**The problem**
Copy every line of the material, from its start through the line containing "POLYGON ((17 196, 7", and shift each coordinate in the answer masks by adding 108. Keep all other lines as they are and leave out the pictures.

##### Dataset rows

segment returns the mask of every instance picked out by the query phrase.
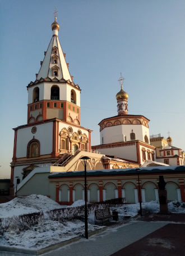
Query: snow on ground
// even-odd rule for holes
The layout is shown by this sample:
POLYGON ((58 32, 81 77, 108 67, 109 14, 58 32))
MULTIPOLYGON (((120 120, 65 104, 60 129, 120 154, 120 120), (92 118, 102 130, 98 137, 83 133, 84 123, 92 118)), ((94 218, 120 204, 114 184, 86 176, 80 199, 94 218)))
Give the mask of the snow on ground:
POLYGON ((17 196, 7 203, 0 204, 0 218, 18 216, 21 214, 46 212, 63 207, 55 201, 41 195, 17 196))
MULTIPOLYGON (((45 213, 54 209, 76 207, 84 204, 84 200, 78 200, 71 206, 62 206, 45 196, 31 195, 18 196, 10 202, 0 204, 0 218, 4 218, 4 221, 6 221, 7 217, 38 212, 45 213)), ((168 204, 168 208, 172 213, 185 213, 185 203, 170 202, 168 204)), ((159 204, 156 201, 142 203, 142 209, 144 214, 145 212, 157 213, 159 212, 159 204)), ((122 220, 127 216, 136 216, 140 209, 140 204, 124 204, 120 207, 111 208, 111 210, 114 209, 118 211, 119 219, 122 220)), ((89 215, 88 219, 89 232, 103 227, 94 225, 94 213, 89 215)), ((23 231, 21 230, 16 223, 11 223, 4 233, 0 235, 0 245, 30 249, 45 248, 77 236, 84 235, 84 222, 77 219, 52 221, 48 215, 44 214, 37 224, 28 226, 23 231)))
MULTIPOLYGON (((99 228, 98 226, 88 225, 89 232, 99 228)), ((0 245, 39 249, 84 235, 84 222, 81 221, 59 223, 43 219, 28 230, 20 232, 17 229, 5 232, 0 237, 0 245)))

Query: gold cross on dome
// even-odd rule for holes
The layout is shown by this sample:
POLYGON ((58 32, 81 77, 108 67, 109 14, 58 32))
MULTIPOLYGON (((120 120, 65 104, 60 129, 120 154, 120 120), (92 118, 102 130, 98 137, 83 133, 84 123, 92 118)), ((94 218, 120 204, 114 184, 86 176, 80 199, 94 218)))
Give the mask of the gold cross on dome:
POLYGON ((124 80, 124 77, 122 77, 122 73, 120 73, 121 77, 119 78, 119 79, 118 80, 119 82, 121 82, 121 88, 122 89, 123 89, 123 81, 124 80))
POLYGON ((54 12, 53 12, 54 14, 54 21, 57 21, 57 12, 58 12, 58 11, 57 11, 57 7, 56 7, 56 6, 55 6, 55 7, 54 7, 54 12))

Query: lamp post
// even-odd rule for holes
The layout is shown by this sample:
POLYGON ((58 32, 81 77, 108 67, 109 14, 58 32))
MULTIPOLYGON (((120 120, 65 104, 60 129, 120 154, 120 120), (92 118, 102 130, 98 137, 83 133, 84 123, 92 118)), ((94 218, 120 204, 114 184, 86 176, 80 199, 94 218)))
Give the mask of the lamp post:
MULTIPOLYGON (((17 196, 17 181, 18 181, 18 179, 19 178, 19 177, 18 176, 16 176, 16 196, 17 196)), ((19 183, 19 182, 18 182, 19 183)))
POLYGON ((137 168, 136 170, 137 171, 138 175, 138 184, 139 187, 139 199, 140 199, 140 215, 142 216, 142 207, 141 207, 141 190, 140 190, 140 172, 141 172, 141 169, 137 168))
POLYGON ((80 159, 84 161, 84 178, 85 178, 85 237, 88 239, 88 221, 87 221, 87 161, 90 158, 88 156, 83 156, 80 159))

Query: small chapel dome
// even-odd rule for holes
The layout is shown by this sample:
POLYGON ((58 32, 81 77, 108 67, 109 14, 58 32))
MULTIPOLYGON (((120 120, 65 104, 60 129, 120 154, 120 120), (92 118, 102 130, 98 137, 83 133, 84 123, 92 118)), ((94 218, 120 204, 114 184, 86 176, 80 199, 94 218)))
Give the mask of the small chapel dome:
POLYGON ((53 23, 52 24, 52 30, 55 30, 58 31, 59 29, 60 28, 60 26, 59 26, 59 24, 57 23, 56 20, 57 20, 57 17, 55 17, 54 21, 54 23, 53 23))
POLYGON ((167 138, 167 140, 167 140, 168 142, 172 142, 172 138, 170 137, 169 136, 169 137, 167 138))
POLYGON ((122 88, 119 92, 115 96, 117 101, 120 100, 128 100, 128 95, 126 92, 123 90, 122 88))

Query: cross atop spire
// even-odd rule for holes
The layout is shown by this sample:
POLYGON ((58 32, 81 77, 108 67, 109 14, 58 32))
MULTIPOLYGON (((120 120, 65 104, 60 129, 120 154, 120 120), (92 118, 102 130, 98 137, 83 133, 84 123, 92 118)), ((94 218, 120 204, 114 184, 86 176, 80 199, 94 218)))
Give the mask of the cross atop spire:
POLYGON ((57 7, 56 6, 54 7, 54 12, 53 12, 54 14, 54 21, 57 21, 57 12, 58 12, 58 11, 57 11, 57 7))
POLYGON ((122 73, 120 73, 120 78, 119 78, 119 79, 118 80, 119 82, 121 82, 121 89, 123 89, 123 81, 124 81, 124 77, 122 77, 122 73))

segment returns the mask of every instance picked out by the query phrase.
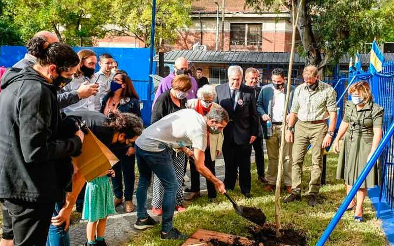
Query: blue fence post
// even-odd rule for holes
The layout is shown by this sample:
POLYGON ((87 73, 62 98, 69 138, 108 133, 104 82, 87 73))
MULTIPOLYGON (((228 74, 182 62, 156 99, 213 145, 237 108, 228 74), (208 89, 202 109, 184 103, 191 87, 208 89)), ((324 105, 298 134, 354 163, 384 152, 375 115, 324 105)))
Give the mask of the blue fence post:
POLYGON ((152 99, 152 86, 153 82, 150 75, 153 71, 153 55, 155 53, 155 25, 156 20, 156 0, 152 2, 152 25, 151 26, 151 54, 149 58, 149 82, 148 85, 148 100, 152 99))
POLYGON ((348 206, 349 206, 352 200, 353 200, 353 198, 356 195, 357 191, 360 188, 362 182, 363 182, 366 178, 366 176, 368 175, 368 174, 369 173, 369 172, 371 171, 372 167, 373 167, 373 166, 376 164, 378 158, 379 158, 380 154, 382 154, 382 152, 384 150, 385 146, 390 140, 390 138, 393 135, 393 132, 394 132, 394 122, 392 123, 388 131, 385 134, 383 139, 381 141, 376 150, 373 153, 373 154, 372 154, 372 156, 371 156, 371 158, 367 162, 366 165, 362 170, 360 175, 357 178, 356 183, 353 185, 349 194, 345 198, 345 200, 342 203, 342 204, 341 204, 338 211, 335 213, 332 219, 331 220, 329 224, 328 224, 328 225, 326 228, 324 232, 323 232, 322 236, 319 239, 319 241, 318 241, 316 244, 317 246, 323 246, 324 245, 325 243, 326 243, 327 239, 328 239, 331 233, 332 232, 334 228, 335 228, 337 224, 338 224, 339 219, 340 219, 342 215, 343 215, 343 213, 345 213, 345 211, 346 210, 348 206))

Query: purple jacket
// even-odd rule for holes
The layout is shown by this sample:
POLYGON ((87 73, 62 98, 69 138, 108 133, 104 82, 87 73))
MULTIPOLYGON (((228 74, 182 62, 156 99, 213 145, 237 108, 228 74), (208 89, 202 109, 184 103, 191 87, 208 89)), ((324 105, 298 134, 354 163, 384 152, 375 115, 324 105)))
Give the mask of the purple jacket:
MULTIPOLYGON (((159 97, 159 96, 164 92, 171 89, 171 81, 172 80, 172 79, 175 78, 175 73, 172 72, 170 73, 168 76, 163 79, 160 82, 159 87, 157 88, 156 93, 155 94, 155 99, 153 99, 153 103, 152 104, 152 109, 153 109, 153 105, 154 105, 155 103, 156 102, 156 100, 157 100, 157 98, 159 97)), ((196 79, 190 75, 189 77, 190 78, 190 81, 192 81, 192 89, 189 91, 188 94, 186 95, 186 98, 188 100, 197 98, 197 90, 198 89, 198 86, 197 84, 197 82, 196 81, 196 79)))

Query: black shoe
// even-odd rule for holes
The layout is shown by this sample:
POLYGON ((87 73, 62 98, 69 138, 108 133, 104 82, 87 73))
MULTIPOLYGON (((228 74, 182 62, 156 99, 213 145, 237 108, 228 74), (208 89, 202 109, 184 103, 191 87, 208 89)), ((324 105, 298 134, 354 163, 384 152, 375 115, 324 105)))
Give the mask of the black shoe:
POLYGON ((259 180, 260 180, 261 182, 263 184, 266 184, 268 183, 268 180, 267 180, 266 178, 265 178, 264 176, 260 176, 259 177, 259 180))
POLYGON ((166 234, 164 234, 163 232, 160 232, 160 238, 165 240, 174 239, 175 240, 186 240, 188 236, 182 234, 179 231, 173 228, 166 234))
POLYGON ((157 224, 159 224, 159 221, 155 220, 150 216, 148 215, 148 218, 143 221, 141 221, 140 219, 137 219, 135 223, 134 224, 134 227, 138 230, 142 230, 143 229, 153 227, 157 224))
POLYGON ((106 243, 105 243, 105 240, 104 239, 102 239, 102 241, 98 241, 96 240, 96 244, 94 245, 96 246, 108 246, 106 243))
POLYGON ((301 195, 292 194, 285 198, 285 200, 283 200, 283 202, 284 203, 289 203, 289 202, 293 202, 296 200, 299 201, 300 200, 301 200, 301 195))
POLYGON ((243 195, 245 196, 245 197, 247 198, 251 198, 252 197, 253 197, 253 195, 252 195, 250 192, 245 193, 243 194, 243 195))
POLYGON ((311 207, 315 207, 317 204, 317 194, 311 194, 309 195, 309 200, 308 205, 311 207))

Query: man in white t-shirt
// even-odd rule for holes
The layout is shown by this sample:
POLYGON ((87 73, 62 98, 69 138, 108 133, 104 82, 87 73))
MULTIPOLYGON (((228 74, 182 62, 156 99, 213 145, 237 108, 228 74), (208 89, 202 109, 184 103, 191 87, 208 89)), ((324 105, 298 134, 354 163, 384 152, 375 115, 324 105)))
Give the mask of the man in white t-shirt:
POLYGON ((167 148, 177 149, 193 158, 197 171, 214 185, 222 194, 226 192, 223 183, 204 164, 207 145, 207 131, 219 134, 229 122, 224 109, 213 109, 205 116, 195 110, 182 109, 163 118, 145 129, 135 141, 136 157, 139 172, 137 189, 137 217, 134 227, 139 229, 152 227, 157 222, 148 215, 145 208, 148 188, 152 172, 164 186, 163 222, 160 237, 163 239, 184 240, 187 237, 172 227, 175 197, 178 184, 171 155, 167 148), (192 146, 192 151, 186 146, 192 146))

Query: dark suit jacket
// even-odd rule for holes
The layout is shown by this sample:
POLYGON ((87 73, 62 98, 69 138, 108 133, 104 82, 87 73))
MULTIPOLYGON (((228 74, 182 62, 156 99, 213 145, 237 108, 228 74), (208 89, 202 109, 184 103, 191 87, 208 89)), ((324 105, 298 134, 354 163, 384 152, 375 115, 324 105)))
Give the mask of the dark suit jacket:
POLYGON ((238 102, 241 103, 237 102, 235 110, 230 95, 229 83, 218 85, 216 89, 217 95, 215 98, 215 102, 227 111, 230 119, 223 130, 224 141, 233 139, 236 144, 248 144, 251 136, 257 136, 259 134, 259 117, 253 88, 241 84, 238 96, 238 102))
MULTIPOLYGON (((285 83, 285 94, 287 92, 287 84, 285 83)), ((292 108, 292 103, 293 97, 294 94, 294 90, 296 87, 292 86, 292 89, 290 91, 290 97, 289 98, 289 105, 288 105, 288 114, 290 113, 290 109, 292 108)), ((261 91, 257 99, 257 112, 259 113, 259 116, 261 120, 262 120, 262 116, 263 115, 268 115, 270 117, 272 115, 271 109, 272 108, 272 98, 274 95, 274 87, 272 84, 266 85, 262 88, 261 91)), ((264 138, 267 138, 267 125, 266 122, 262 121, 262 125, 263 126, 263 134, 264 138)))

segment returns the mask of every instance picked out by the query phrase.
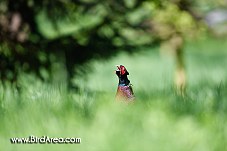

##########

**Expected answer**
segment returns the mask of every instance picked out by the query phrase.
Query: snow on ground
// even-odd rule for holes
The layout is shown by this sample:
POLYGON ((58 32, 81 77, 108 67, 109 14, 58 32))
MULTIPOLYGON (((120 120, 65 104, 60 129, 120 154, 120 120), (92 118, 102 130, 98 137, 83 133, 84 123, 92 118)), ((94 218, 120 204, 114 184, 86 176, 80 199, 94 218)))
Give the mask of the snow on ground:
POLYGON ((125 304, 115 311, 108 312, 108 326, 126 324, 129 322, 154 320, 171 315, 163 309, 149 303, 125 304))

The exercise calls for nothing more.